JOB - Print the lines of the material verbatim, beginning with the line containing "Query: mustard brown pant" and continuing through the line containing "Give the mask of the mustard", with both of those lines included.

** BEGIN DATASET CONTENT **

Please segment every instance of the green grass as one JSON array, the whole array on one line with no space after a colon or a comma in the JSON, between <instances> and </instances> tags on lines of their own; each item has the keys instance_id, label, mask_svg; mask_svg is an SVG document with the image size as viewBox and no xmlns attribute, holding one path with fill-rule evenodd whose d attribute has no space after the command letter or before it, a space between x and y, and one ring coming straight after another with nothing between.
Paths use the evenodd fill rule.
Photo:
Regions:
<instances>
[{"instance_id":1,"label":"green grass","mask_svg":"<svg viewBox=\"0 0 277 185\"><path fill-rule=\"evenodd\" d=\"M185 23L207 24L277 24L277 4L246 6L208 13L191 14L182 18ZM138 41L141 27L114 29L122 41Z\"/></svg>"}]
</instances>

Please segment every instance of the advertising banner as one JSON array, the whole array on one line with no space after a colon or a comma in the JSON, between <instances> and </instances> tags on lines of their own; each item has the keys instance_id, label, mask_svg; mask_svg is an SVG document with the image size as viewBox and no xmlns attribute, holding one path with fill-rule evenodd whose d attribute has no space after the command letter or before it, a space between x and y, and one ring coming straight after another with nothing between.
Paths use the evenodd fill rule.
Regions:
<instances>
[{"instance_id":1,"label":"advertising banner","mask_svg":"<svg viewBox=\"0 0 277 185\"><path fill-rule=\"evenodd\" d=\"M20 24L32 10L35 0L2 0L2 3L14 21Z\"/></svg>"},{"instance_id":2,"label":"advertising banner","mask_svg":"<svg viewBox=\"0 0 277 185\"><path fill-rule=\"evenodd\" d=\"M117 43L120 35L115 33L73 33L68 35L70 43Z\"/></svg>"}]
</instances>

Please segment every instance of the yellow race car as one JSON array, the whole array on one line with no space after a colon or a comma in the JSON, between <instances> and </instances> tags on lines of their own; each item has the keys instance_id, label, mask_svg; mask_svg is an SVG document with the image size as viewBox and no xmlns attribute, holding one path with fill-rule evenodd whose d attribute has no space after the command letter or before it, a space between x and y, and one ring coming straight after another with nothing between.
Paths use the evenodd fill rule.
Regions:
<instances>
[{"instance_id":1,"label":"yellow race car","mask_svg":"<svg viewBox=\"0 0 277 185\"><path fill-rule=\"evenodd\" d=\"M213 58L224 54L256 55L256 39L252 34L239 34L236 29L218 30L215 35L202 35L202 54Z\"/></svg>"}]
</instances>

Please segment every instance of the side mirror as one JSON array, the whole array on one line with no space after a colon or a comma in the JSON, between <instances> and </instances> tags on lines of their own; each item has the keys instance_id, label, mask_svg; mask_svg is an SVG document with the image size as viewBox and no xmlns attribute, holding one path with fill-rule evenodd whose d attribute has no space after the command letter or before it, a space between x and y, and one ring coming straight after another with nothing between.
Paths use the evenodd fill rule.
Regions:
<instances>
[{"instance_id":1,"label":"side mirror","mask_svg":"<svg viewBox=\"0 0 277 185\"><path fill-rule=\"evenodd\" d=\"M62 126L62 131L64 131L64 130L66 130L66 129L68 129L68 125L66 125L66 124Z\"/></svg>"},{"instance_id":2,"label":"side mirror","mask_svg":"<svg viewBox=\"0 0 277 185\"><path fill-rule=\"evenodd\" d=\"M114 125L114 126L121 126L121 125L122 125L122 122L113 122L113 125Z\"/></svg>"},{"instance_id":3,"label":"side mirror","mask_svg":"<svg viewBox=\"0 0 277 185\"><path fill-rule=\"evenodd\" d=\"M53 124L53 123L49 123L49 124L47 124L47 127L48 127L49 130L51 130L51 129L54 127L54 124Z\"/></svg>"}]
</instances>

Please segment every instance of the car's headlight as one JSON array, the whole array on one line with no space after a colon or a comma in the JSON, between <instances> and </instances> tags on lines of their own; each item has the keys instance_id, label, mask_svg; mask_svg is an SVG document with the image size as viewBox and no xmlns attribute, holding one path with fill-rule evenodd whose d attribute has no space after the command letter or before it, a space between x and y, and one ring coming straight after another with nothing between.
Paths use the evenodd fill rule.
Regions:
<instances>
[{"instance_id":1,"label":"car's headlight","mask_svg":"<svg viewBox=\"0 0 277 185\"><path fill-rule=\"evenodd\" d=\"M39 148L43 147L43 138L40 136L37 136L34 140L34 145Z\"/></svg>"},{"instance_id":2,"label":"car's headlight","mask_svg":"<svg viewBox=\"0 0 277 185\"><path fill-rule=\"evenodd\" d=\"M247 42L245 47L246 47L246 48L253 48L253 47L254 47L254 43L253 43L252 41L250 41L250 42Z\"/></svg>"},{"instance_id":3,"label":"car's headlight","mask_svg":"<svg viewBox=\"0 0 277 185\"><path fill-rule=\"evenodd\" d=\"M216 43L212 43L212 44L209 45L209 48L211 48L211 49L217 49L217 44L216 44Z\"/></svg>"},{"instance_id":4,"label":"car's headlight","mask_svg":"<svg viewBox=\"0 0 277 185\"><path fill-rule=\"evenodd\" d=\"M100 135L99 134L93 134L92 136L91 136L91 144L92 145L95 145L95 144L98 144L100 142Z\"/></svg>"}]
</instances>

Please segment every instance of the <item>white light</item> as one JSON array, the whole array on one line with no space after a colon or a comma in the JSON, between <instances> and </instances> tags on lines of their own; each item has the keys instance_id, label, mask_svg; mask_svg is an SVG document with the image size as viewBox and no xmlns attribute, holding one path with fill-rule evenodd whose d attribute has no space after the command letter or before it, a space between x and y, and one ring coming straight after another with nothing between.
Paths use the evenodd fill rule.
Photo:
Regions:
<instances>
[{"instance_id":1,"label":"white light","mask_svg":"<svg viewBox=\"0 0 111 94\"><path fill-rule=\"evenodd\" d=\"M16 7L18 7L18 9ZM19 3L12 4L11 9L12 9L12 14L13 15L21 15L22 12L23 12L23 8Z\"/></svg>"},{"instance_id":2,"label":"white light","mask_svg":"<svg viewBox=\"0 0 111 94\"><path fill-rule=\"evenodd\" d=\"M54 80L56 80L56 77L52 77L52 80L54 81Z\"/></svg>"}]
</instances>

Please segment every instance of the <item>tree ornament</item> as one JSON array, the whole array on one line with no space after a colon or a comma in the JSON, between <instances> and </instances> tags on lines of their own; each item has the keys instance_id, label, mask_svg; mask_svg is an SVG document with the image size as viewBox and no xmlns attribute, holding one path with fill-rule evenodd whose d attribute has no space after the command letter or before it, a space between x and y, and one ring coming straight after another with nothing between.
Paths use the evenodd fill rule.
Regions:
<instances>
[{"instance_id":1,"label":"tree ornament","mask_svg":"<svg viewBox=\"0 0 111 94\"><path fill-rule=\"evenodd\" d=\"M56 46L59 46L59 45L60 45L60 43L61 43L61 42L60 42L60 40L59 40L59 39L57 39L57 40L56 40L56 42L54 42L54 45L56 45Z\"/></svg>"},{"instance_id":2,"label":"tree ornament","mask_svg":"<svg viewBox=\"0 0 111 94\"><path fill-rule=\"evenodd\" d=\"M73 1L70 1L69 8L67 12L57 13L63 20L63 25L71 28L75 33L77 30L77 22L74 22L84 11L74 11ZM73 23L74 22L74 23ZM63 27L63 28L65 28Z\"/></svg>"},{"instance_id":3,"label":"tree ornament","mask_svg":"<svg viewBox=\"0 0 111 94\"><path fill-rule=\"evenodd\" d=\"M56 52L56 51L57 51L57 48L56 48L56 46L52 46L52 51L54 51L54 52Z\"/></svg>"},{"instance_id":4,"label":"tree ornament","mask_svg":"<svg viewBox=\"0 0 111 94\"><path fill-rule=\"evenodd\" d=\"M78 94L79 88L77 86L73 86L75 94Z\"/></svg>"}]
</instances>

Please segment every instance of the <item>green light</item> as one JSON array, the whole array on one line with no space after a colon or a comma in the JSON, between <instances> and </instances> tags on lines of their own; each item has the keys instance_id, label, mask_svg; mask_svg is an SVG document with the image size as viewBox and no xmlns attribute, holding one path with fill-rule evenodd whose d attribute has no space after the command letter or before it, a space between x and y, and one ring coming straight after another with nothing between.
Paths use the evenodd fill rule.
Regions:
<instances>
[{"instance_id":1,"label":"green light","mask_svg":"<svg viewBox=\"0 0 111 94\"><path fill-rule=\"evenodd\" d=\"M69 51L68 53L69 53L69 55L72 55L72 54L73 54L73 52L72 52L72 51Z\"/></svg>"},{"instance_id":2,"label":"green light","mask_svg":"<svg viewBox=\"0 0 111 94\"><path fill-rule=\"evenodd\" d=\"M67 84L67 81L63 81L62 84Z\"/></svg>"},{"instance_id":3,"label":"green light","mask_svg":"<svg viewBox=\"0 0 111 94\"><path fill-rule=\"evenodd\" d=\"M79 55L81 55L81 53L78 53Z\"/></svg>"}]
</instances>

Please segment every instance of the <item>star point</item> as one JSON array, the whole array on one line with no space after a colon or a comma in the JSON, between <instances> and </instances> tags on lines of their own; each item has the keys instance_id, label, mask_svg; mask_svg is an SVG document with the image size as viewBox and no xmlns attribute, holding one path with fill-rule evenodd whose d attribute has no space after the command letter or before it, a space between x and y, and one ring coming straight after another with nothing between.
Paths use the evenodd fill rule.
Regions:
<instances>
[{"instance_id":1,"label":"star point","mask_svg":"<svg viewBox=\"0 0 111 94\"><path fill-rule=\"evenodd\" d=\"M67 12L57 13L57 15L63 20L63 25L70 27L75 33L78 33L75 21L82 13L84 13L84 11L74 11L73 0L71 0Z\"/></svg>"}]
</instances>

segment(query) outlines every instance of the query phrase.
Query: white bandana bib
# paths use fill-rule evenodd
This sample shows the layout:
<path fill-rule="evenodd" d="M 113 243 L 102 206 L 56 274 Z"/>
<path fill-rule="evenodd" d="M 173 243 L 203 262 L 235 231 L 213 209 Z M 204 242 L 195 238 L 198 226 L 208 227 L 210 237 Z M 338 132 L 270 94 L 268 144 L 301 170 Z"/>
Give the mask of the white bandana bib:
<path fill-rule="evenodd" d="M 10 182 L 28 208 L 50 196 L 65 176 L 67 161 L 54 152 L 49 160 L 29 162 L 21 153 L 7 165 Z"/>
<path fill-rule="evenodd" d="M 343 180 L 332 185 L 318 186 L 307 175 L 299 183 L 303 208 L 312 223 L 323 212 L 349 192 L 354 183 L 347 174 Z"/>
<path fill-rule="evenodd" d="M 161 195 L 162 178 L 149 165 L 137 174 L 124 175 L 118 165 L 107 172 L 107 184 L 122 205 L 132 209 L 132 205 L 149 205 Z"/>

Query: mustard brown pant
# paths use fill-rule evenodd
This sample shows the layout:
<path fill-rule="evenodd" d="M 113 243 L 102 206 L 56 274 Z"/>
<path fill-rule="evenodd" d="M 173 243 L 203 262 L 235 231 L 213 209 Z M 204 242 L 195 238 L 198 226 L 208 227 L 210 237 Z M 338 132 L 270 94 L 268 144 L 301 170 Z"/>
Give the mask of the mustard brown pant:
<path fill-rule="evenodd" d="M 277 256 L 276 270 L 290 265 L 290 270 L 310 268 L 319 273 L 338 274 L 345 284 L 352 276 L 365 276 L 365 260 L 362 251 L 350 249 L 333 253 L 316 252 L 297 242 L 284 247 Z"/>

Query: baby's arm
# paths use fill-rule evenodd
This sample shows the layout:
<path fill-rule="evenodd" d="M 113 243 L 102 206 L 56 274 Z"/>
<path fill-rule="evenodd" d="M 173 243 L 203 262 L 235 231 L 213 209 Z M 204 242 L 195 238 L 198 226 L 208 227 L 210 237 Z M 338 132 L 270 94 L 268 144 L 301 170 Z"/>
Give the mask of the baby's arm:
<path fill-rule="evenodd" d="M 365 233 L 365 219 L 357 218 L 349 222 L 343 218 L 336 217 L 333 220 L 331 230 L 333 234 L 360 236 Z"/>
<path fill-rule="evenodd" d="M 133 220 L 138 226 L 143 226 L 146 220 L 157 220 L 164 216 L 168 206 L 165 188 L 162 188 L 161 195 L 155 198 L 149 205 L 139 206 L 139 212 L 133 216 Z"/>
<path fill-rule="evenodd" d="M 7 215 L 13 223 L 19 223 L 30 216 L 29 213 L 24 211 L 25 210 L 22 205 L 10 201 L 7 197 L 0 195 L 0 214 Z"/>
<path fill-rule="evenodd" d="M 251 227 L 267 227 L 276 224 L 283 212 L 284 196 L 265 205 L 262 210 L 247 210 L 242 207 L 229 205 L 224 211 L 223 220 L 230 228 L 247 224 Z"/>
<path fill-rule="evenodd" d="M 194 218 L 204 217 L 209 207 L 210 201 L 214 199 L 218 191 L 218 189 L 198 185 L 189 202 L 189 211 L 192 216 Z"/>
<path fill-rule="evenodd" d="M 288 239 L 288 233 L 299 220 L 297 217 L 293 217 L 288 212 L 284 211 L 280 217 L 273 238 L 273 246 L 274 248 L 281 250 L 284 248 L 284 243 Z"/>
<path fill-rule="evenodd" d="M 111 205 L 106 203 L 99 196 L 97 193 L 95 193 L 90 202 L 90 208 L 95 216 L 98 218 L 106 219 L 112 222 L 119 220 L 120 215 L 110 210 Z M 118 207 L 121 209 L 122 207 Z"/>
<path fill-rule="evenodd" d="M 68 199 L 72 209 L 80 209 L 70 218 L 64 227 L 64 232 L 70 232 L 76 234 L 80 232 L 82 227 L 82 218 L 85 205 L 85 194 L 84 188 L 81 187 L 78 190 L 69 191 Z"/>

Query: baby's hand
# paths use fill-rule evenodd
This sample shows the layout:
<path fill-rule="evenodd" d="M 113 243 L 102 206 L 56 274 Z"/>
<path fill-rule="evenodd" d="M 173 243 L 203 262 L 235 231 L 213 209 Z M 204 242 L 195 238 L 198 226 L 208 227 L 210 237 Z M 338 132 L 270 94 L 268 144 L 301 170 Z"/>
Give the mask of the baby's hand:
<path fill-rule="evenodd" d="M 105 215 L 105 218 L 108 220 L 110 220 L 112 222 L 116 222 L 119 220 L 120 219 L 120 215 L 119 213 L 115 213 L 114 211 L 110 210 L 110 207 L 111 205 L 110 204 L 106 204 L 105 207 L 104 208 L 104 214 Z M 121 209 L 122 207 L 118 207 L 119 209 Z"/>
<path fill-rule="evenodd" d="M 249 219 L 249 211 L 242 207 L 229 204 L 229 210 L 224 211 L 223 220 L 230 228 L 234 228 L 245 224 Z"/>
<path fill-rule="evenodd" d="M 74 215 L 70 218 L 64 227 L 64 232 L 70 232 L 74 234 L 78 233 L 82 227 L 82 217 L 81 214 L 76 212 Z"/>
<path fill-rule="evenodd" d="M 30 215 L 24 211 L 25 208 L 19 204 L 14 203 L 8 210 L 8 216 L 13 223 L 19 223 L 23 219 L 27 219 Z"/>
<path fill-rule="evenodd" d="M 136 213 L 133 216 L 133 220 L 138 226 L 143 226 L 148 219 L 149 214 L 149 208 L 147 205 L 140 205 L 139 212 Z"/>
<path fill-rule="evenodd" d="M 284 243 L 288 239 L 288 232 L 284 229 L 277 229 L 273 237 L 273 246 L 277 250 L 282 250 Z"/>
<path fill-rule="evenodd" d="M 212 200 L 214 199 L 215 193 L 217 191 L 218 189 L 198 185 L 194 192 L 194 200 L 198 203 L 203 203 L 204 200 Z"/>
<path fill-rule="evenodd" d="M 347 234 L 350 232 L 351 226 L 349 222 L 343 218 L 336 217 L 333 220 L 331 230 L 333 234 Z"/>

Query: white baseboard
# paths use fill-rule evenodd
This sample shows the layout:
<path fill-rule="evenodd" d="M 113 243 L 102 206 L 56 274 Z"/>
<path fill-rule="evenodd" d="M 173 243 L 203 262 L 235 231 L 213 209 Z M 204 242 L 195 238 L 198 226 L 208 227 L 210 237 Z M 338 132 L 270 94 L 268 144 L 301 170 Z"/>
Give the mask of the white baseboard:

** END DATASET CONTENT **

RESULT BELOW -
Query: mustard brown pant
# paths use fill-rule evenodd
This sample shows the layout:
<path fill-rule="evenodd" d="M 113 243 L 102 206 L 56 274 Z"/>
<path fill-rule="evenodd" d="M 173 243 L 203 262 L 235 231 L 213 209 Z M 204 242 L 195 238 L 198 226 L 208 227 L 210 237 Z M 338 132 L 270 94 L 268 144 L 301 170 Z"/>
Give the mask of the mustard brown pant:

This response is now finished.